* **EXTRACT TO READ**:
--------

Bill 4, Cap and Trade Cancellation Act, 2018, received Royal Assent on Hallowe’en. This means Ontario is without a carbon mitigation strategy or system. If you have opinions on what you think the new system should be, there is a consultation open now. I don’t expect to be listened to, but I can at least try. And in the meantime, at least Trudeau is impressing me with his commitment to climate change action by picking up the slack left by the provinces. (If only he hadn’t bought that stupid pipeline).
Bill 30, Fighting Back Against Handguns Act (Handgun Ammunition Sales), 2018, lost on Second Reading. This was the bill that would allow municipalities to forbid ammunition sales in their borders. Nothing of great value lost here, I think.
Bill 32, Access to Natural Gas Act, 2018, still in Second Reading debate. This is the regulatory framework to offset costs to reach expensive-to-reach homes with natural gas for heating by marginally increasing costs on all homes. It’s being debated, but I use that term lightly as it appears to mostly be a platform for grandstanding on particulars. Whatever.
Bill 33, Rea and Walter Act (Truss and Lightweight Construction Identification), 2018, now in committee. There’s broad support for identifying construction more susceptible to weakening in a fire using mechanisms already in use in several other jurisdictions. Fine by me.
Bill 34, Green Energy Repeal Act, 201, now in committee. This is a continuing removal of anything “green” passed by the previous government. It keeps several useful and helpful things, rolling them into other, larger acts. But it enacts barriers to renewable energy projects and generally loses a lot of the stuff that made it green. The Government says the changes are necessary to reduce regulatory burdens (in the face of a growing energy economy, especially in renewables? Bah.). I think it should be left alone, but with it already in committee it’ll be passed whenever the Government wants it to be, so I’d best make my peace with that now.
Bill 36, Cannabis Statute Law Amendment Act, 2018, received Royal Assent just in time for Legalization Day. This was a rushed piece of legislation that tore up the Liberal’s plan to run pot like the province runs alcohol (public stores, public education, public reach, public profits). Instead it replaced it with a plan to run pot like the province runs tobacco (private stores, public education, private reach, private profits). It’ll be fine, but it’s just such a wasted opportunity for a stream of public revenue.
Bill 37, Liability for Climate-Related Harms Act, 2018, was introduced and killed. This would have established liability for corporations found to be causing climate harms. Good in idea, a little vague in details. Shut down because of course the Government would shut down something applying restraints on enterprise.
Bill 38, Tax Fairness for Real Estate Professionals Act, 2018, went from First Reading through Second and into Committee. This allows Real Estate Agents to incorporate in the way that doctors aren’t allowed to anymore. Broad support for this legislation across the aisle, but I can’t see how this helps the province at all.
Bill 39, Accessible Parking and Towing Industry Review Committee Act, 2018, went from First Reading through Second and into Committee. Stands a committee to review accessible parking systems that are in use and are available. The committee will also look at training and licensing tow truck operators, and into protection of their customers. Seems like a good idea to me.
Bill 40, Human Rights Code Amendment Act (Genetic Characteristics), 2018, went from First Reading through Second and into Committee. Includes “Genetic Characteristics” as a protected class at the provincial level. Good.

--------

[Collected data]
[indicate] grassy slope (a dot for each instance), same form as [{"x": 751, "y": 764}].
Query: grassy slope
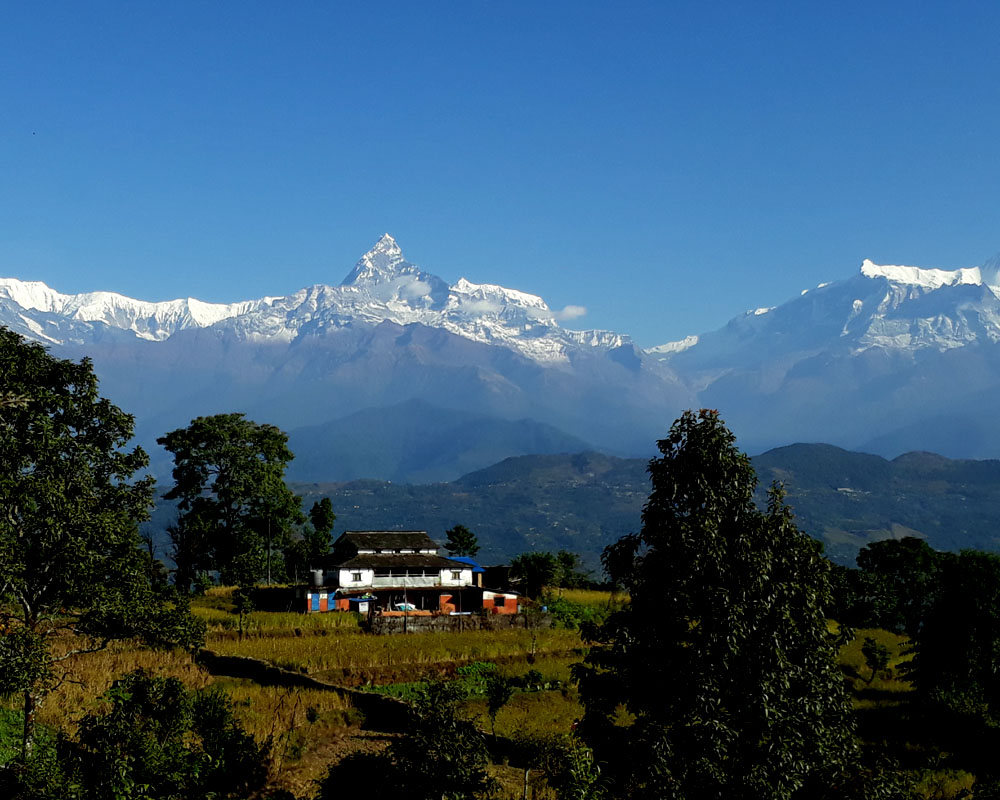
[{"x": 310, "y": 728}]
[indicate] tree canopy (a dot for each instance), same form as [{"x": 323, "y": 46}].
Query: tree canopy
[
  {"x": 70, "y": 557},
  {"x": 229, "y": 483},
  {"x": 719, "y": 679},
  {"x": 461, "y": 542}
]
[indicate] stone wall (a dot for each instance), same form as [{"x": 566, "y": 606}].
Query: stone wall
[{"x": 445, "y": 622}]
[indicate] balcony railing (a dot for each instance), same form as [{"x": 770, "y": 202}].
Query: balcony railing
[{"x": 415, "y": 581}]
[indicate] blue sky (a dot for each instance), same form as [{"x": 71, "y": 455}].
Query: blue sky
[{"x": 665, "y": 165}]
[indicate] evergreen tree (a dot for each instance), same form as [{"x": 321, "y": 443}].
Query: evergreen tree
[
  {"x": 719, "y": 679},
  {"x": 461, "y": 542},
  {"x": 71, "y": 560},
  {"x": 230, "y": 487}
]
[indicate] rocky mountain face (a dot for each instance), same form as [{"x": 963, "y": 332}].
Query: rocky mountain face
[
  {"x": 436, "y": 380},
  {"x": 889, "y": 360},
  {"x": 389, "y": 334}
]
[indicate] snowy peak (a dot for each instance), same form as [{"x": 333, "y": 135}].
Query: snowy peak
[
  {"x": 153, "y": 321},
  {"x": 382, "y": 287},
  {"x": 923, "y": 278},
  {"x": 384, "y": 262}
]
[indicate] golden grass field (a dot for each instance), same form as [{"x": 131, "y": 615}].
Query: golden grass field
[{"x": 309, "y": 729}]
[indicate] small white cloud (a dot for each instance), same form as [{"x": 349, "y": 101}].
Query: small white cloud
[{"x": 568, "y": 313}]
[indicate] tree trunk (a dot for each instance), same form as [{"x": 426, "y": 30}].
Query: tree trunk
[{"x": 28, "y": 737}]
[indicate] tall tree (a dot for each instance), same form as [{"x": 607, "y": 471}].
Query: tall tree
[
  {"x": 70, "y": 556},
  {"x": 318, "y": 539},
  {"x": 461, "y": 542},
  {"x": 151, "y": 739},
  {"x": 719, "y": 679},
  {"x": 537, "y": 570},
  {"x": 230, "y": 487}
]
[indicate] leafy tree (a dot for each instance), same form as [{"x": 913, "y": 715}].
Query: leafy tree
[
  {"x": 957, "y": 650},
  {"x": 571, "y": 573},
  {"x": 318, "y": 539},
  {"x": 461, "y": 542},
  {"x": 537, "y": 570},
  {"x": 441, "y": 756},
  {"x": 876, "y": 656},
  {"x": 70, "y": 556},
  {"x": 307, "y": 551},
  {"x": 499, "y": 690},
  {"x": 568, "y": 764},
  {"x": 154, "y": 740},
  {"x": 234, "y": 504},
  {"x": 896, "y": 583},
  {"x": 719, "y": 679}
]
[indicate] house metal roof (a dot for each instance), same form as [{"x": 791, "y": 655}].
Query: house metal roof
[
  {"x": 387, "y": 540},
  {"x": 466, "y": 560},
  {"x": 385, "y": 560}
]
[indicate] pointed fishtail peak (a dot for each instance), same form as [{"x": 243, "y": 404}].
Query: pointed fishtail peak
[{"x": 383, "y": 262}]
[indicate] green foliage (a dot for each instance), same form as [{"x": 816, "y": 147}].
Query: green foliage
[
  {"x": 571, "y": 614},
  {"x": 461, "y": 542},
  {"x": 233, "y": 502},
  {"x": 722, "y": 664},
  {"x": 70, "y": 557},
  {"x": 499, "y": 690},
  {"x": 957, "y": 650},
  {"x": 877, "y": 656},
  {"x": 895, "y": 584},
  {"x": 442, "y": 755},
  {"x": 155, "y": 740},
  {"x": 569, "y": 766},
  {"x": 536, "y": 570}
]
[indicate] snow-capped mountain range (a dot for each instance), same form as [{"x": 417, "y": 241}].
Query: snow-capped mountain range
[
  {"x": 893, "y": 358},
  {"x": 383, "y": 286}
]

--------

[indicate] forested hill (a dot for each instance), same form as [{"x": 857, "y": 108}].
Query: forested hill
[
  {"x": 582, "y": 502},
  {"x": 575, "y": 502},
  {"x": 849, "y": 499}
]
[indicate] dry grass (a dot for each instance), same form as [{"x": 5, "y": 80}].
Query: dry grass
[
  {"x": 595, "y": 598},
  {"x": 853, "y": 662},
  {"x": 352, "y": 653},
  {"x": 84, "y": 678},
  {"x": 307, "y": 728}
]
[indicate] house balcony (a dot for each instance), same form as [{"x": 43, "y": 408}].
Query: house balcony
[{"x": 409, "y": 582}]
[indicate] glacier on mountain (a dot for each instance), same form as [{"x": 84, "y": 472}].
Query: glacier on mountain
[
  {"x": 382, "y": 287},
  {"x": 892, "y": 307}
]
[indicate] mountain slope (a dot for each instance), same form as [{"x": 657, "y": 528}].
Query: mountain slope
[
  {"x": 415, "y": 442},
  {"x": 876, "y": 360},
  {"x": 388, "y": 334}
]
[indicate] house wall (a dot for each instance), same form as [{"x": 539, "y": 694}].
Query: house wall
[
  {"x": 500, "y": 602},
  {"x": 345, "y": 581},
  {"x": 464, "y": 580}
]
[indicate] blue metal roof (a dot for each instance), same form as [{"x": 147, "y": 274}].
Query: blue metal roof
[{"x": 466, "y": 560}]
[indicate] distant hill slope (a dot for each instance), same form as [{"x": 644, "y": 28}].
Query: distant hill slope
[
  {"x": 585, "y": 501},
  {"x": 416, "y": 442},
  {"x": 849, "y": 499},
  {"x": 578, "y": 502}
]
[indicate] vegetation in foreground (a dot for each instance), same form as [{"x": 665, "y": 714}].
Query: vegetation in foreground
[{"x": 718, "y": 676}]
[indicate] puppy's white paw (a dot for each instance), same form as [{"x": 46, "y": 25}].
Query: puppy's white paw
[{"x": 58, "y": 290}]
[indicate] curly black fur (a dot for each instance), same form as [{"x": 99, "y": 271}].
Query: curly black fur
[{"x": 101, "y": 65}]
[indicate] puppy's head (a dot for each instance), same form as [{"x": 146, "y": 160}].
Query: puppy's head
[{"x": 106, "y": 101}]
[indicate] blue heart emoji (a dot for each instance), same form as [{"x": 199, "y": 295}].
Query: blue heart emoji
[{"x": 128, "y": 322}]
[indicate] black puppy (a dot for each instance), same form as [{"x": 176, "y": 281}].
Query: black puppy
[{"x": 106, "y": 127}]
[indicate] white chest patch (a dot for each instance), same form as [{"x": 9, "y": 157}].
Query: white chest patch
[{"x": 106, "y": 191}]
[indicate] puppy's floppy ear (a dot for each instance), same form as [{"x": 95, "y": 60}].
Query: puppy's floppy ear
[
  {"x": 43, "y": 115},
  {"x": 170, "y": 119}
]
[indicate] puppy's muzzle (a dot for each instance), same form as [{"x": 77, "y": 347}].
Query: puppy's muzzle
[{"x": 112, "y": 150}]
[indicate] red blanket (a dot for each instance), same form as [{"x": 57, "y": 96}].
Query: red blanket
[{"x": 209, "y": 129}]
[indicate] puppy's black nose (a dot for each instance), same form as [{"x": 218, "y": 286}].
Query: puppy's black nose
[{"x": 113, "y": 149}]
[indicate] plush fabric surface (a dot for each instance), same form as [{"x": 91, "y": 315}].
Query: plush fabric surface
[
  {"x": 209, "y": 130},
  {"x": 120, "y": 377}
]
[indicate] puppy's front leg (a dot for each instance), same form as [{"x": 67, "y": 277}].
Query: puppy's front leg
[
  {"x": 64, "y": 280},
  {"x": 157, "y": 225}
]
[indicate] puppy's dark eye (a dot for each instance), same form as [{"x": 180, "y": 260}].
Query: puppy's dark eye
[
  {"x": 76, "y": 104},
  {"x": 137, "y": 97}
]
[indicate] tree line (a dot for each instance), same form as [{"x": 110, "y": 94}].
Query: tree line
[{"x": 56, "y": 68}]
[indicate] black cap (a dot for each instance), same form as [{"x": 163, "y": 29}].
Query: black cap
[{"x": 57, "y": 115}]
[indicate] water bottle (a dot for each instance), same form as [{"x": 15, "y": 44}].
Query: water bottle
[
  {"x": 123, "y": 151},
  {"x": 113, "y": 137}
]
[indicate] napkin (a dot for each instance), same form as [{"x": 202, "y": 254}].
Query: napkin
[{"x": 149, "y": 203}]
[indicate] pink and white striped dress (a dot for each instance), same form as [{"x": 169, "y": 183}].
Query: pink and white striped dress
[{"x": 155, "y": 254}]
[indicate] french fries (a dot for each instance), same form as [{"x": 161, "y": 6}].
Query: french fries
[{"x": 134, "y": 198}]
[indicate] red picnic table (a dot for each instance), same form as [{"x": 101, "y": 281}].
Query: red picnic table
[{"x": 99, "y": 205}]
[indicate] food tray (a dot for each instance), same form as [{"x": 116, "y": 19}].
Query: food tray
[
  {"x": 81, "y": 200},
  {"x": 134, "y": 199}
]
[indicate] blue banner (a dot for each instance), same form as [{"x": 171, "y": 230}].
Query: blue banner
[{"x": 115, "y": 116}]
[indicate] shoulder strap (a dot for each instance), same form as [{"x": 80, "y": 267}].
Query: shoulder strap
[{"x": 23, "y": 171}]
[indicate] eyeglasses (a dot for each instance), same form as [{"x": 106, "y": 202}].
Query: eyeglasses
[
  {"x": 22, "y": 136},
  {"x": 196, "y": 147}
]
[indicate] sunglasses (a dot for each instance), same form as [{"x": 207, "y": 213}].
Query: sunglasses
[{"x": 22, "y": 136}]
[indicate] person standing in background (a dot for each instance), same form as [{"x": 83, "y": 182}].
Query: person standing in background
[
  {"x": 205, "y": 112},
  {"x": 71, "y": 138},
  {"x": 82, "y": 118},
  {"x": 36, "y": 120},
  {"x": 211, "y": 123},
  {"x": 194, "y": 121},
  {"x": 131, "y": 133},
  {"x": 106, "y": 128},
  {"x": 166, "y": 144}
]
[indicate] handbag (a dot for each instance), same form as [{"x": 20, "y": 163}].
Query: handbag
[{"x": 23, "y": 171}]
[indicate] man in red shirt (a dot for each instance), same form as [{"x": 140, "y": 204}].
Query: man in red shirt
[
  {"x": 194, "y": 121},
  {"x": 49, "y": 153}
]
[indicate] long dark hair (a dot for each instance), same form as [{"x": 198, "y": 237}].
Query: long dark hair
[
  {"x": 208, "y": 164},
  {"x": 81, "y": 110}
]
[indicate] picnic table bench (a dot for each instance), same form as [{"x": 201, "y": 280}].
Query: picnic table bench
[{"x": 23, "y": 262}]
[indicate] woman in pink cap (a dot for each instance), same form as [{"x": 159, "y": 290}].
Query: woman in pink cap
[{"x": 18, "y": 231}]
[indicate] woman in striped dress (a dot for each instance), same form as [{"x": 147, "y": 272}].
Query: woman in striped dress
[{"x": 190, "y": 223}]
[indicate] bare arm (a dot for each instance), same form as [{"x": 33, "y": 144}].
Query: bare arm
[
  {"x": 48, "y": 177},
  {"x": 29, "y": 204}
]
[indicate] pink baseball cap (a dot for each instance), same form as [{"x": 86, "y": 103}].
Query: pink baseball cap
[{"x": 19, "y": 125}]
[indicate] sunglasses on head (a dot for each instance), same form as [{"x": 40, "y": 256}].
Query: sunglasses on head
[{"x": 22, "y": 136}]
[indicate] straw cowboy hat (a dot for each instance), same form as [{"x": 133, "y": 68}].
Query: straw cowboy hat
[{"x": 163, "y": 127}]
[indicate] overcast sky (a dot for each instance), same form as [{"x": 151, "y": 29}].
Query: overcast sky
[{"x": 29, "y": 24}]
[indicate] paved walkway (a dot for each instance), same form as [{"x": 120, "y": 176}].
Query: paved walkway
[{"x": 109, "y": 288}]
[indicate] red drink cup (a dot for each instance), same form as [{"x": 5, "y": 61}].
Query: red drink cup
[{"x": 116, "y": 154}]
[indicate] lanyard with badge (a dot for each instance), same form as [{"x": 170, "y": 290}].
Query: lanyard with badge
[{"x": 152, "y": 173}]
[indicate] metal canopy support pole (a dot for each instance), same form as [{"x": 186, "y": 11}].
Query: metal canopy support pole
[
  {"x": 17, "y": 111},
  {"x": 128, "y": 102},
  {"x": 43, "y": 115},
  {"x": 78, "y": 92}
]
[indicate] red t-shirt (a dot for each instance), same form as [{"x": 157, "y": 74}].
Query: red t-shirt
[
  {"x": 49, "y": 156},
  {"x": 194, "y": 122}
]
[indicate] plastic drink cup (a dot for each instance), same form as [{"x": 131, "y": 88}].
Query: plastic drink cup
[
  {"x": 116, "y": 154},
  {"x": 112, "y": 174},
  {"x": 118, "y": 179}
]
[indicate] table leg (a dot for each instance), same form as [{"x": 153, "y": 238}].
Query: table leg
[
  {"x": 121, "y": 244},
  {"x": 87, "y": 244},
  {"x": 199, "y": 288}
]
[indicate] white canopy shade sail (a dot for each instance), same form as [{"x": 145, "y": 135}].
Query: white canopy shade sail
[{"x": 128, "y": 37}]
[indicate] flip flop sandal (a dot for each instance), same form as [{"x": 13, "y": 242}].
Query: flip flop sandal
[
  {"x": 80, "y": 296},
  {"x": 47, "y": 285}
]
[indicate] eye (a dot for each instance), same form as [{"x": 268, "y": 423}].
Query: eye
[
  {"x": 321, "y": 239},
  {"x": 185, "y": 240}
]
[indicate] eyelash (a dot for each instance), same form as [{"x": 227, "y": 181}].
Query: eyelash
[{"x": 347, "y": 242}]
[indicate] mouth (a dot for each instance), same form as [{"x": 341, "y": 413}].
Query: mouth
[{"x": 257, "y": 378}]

--------

* **WORK TO COMPLETE**:
#1 In the text on Ontario bills, which bills are said to have gone "from First Reading through Second and into Committee"? Please give each bill's number and full name.
#2 Continue the text on Ontario bills, picking up after its final entry.

* **PER-TASK ANSWERS**:
#1
Bill 38, Tax Fairness for Real Estate Professionals Act, 2018
Bill 39, Accessible Parking and Towing Industry Review Committee Act, 2018
Bill 40, Human Rights Code Amendment Act (Genetic Characteristics), 2018

#2
Bill 41, Highway Traffic Amendment Act (Helmet Exemption for Sikh Motorcyclists), 2018, went from First Reading through Second and into Committee. Exempts Sikh from the requirement to wear motorcycle helmets (as those who observe the tradition of unshorn hair often wear turbans which make helmets impossible). I hope this doesn’t lead to increased mortality on our roads, but this is what tolerance demands.
Bill 42, Ending Discrimination in Automobile Insurance Act, 2018, received First Reading. This will prohibit automobile insurers from pricing differently based on your location.
Bill 44, Ending Automobile Insurance Discrimination in the Greater Toronto Area Act, 2018, also received First Reading. It is materially similar to Bill 42, but is about treating the GTA as one giant zone instead of permitting insurers to price differently. This bill was killed in November.
Bill 43, Freeing Highways 412 and 418 Act (Toll Highway Amendments), 2018, received First Reading. This prohibits the connector highways between the 407E toll highway and the 401 untolled highway from being toll highways. This is a bit wasteful as the 412 has already been built and has been operating as a toll highway since February 2017. Also, it may be already be too late to recoup any costs for the under-construction 418 to account for its changed designation. I’ve previously been in favour of roads being free for use, but tolls are an excellent means of internalizing costs of maintenance (and to the environment, if we chose) that otherwise would be external. And I’m offended by the pandering.
Bill 45, Child Care and Early Years Amendment Act (Not-for-Profit Corporations), 2018, received First Reading and failed Second in November. Forbade corporations from receiving public childcare funding unless they were not-for-profits. Killed because of course it was. Seemed like a reasonable requirement to me.
Bill 46, Terrorist Activities Sanctions Act, 2018, received First Reading. This is about forbidding anyone convicted of terrorism charges from being eligible for provincially-funded stuff (like welfare, health insurance…). It also marks their children as “is need of protection” (which means they’d likely be removed from the home). Seems legit so long as the definition of terrorism crimes in the Criminal Code of Canada is narrow enough and applied sparingly enough that we never falsely convict. (Yes, even if that means some terrorists can only be convicted of lesser charges)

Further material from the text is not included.